───── DATA ROWS
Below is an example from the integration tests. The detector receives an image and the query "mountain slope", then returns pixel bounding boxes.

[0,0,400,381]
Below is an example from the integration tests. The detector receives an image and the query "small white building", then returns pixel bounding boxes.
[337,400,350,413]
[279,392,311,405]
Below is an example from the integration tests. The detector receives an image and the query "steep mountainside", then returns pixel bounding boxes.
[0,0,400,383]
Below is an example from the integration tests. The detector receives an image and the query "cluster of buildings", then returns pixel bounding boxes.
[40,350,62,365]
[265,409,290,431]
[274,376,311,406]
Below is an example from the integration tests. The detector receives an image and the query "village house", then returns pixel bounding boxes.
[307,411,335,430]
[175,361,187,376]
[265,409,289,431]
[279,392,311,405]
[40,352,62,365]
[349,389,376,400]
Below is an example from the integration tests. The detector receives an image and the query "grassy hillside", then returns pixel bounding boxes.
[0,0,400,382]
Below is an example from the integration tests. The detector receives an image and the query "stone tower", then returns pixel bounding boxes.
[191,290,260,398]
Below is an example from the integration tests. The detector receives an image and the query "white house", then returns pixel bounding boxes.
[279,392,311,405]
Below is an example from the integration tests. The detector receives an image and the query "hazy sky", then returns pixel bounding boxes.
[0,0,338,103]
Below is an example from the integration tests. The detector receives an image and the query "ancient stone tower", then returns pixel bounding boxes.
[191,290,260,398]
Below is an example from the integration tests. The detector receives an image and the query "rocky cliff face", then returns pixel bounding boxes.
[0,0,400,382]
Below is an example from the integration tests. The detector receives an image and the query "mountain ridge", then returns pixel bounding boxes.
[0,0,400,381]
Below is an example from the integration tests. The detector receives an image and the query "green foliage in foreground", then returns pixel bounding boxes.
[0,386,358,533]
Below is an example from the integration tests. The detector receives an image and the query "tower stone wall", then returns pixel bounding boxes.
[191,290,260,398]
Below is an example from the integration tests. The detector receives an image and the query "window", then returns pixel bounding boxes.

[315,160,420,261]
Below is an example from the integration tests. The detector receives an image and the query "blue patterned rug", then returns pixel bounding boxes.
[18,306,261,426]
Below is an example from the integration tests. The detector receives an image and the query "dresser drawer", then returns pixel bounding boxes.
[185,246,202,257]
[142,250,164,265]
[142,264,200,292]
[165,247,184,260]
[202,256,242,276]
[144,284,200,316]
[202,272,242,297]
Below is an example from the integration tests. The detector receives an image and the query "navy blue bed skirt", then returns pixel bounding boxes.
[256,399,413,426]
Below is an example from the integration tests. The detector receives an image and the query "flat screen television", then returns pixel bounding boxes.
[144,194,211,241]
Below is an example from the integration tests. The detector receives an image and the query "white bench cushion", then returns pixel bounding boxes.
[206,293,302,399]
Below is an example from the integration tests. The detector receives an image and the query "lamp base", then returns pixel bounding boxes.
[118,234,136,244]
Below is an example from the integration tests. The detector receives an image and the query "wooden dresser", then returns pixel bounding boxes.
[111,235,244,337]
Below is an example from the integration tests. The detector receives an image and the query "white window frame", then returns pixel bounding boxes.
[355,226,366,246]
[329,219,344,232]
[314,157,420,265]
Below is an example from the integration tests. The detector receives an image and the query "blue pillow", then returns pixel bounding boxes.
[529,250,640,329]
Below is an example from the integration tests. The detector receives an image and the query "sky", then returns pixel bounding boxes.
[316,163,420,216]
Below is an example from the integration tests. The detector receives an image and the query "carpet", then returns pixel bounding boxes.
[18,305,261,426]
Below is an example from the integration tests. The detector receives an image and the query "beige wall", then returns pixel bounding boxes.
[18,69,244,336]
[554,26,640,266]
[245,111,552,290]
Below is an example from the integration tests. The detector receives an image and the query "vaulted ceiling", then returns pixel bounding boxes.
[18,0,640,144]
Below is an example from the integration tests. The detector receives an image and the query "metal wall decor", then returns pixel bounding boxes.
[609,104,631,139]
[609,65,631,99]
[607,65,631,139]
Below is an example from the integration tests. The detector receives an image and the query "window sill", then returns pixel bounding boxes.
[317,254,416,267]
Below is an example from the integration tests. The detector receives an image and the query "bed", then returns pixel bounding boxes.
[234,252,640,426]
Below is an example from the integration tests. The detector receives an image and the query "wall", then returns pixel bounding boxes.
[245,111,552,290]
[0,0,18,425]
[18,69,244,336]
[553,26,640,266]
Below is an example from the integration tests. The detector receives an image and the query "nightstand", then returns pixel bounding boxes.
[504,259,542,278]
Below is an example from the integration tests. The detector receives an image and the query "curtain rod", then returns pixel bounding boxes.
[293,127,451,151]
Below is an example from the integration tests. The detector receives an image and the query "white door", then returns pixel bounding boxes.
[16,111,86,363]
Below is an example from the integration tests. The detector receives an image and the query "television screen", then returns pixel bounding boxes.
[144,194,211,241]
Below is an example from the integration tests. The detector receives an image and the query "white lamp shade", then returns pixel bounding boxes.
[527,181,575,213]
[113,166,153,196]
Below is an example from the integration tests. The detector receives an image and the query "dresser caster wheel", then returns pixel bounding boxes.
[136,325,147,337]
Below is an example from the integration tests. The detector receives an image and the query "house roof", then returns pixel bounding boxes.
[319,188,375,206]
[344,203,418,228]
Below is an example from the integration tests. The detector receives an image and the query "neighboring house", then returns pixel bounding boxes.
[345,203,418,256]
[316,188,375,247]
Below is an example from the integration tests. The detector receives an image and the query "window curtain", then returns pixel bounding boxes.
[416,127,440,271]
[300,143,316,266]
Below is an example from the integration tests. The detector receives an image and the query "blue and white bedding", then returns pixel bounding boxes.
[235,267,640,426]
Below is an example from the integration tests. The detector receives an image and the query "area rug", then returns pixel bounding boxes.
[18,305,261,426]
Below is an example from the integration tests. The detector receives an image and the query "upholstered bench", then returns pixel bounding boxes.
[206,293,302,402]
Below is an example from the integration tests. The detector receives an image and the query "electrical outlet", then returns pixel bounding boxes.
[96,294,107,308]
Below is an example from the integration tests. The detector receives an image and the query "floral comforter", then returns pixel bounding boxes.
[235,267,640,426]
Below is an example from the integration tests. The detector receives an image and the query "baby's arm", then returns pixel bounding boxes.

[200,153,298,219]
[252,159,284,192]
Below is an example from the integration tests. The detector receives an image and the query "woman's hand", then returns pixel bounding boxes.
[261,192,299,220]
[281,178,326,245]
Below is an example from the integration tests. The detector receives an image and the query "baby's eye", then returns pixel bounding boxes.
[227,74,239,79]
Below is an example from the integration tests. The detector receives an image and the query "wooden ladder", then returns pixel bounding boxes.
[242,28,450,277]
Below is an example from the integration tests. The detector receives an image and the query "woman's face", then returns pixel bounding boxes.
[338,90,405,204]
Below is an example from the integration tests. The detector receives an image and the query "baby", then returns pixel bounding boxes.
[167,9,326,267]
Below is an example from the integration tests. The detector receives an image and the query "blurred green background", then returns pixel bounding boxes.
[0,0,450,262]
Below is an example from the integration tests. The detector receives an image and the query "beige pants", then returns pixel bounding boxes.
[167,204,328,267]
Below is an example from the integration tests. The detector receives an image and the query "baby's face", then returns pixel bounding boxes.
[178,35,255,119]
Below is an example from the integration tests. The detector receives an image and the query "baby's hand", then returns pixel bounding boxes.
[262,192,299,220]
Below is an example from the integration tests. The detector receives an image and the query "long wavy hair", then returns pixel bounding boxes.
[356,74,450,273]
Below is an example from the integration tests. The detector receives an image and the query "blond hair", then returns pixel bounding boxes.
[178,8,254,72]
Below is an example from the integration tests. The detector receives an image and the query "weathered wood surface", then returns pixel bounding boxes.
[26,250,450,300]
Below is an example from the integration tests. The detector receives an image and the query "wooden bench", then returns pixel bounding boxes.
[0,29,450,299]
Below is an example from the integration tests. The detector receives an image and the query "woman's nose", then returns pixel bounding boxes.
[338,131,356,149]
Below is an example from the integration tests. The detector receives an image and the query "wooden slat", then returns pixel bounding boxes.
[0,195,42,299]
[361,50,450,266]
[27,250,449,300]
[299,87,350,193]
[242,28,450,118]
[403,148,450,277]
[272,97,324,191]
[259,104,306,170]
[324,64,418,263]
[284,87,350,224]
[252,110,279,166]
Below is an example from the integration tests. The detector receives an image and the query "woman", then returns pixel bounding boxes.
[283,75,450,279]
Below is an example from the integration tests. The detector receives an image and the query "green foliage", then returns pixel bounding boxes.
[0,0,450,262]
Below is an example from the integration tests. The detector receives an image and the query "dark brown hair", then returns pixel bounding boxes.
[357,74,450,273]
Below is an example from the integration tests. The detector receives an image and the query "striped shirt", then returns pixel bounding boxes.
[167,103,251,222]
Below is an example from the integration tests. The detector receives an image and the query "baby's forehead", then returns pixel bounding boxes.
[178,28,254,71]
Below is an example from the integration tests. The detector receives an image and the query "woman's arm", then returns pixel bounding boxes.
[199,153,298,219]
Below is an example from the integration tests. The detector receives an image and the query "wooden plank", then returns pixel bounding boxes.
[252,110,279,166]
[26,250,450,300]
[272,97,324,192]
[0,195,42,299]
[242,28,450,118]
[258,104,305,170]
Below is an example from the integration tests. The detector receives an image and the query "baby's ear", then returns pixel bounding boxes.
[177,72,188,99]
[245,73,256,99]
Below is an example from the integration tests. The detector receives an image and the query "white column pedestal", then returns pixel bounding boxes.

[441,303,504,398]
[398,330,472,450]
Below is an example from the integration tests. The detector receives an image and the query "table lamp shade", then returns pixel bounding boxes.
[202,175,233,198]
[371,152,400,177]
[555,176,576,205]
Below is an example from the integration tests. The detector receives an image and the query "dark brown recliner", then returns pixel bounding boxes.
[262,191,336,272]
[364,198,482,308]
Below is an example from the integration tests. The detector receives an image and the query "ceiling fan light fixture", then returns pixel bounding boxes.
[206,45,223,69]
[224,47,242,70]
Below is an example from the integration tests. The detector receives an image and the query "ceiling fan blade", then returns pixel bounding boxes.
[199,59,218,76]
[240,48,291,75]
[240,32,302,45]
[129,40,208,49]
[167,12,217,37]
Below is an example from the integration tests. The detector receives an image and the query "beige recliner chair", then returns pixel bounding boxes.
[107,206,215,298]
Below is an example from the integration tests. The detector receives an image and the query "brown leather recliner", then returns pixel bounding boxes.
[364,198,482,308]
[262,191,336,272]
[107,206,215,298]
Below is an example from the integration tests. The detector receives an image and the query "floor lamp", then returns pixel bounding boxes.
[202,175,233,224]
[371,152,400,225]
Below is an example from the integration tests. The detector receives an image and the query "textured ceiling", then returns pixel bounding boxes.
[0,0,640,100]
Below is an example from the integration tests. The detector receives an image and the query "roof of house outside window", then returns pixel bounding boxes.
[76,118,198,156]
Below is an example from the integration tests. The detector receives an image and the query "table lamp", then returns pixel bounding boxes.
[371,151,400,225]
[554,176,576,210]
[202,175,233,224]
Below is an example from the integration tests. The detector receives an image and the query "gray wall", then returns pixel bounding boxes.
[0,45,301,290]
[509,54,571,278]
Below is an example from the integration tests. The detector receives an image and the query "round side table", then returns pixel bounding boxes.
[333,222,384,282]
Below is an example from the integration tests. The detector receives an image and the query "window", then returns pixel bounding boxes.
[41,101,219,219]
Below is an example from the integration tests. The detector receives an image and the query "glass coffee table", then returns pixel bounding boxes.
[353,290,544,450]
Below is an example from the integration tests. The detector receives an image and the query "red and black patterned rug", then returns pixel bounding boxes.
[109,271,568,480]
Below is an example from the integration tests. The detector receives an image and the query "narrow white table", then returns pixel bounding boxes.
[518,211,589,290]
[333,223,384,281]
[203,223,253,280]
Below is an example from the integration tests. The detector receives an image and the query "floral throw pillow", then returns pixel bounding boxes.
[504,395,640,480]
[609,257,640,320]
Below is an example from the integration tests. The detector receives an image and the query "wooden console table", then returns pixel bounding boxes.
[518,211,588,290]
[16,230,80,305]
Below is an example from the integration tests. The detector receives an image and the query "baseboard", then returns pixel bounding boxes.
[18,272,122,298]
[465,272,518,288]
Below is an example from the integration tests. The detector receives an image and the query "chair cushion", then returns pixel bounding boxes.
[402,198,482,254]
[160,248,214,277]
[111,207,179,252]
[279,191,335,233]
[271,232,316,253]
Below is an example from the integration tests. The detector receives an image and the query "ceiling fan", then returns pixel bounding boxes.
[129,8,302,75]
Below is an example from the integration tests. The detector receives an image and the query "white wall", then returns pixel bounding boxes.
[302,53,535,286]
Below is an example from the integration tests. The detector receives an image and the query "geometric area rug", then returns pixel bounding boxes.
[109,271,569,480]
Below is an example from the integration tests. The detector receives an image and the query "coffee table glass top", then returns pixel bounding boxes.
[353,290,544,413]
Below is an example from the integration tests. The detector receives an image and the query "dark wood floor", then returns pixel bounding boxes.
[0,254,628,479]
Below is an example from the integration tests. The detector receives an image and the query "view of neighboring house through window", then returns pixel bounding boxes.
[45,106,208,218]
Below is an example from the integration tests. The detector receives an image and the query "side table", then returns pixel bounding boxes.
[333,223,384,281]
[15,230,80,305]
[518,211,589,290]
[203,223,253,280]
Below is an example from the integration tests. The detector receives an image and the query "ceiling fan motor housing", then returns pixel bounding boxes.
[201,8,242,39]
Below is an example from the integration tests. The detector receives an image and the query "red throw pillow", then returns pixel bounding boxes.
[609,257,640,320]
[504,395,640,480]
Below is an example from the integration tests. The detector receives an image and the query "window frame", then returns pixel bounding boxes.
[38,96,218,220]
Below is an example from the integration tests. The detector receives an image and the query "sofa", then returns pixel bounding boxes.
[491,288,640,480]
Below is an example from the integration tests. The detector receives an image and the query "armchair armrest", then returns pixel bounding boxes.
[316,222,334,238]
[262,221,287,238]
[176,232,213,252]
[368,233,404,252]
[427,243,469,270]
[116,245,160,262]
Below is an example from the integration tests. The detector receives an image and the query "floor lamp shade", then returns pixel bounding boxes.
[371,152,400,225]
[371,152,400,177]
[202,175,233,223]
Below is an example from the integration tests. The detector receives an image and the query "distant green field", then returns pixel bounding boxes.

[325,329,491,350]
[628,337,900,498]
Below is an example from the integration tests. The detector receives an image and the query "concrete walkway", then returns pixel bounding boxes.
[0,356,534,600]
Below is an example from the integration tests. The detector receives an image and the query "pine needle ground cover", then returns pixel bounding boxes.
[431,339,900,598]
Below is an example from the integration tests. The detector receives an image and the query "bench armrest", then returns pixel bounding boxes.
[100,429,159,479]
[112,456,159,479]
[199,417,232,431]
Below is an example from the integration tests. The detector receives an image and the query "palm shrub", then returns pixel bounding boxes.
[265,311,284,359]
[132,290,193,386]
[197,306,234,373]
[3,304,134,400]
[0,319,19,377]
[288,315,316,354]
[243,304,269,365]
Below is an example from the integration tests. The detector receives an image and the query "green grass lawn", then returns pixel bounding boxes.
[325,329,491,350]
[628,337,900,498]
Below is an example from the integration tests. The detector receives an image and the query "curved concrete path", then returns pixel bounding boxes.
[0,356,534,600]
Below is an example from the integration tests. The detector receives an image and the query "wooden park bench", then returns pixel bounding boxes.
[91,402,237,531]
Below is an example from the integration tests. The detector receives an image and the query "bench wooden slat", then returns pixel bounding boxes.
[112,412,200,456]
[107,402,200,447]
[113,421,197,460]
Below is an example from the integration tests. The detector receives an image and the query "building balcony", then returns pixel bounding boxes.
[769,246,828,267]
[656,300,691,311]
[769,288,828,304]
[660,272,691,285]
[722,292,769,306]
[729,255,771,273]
──────────
> WHAT YOU HAVE TO DO: Please pull out every line of the items above that contains the string "slat", matching case exactly.

> COMPLETED TASK:
Below is an example from the integration tests. The detector receives an image and the query "wooden slat", then returns pixel bounding boxes.
Below is an example from the integration tests. The detector receives an image and the query "bench wooden slat", then returns pixel bounding boxes.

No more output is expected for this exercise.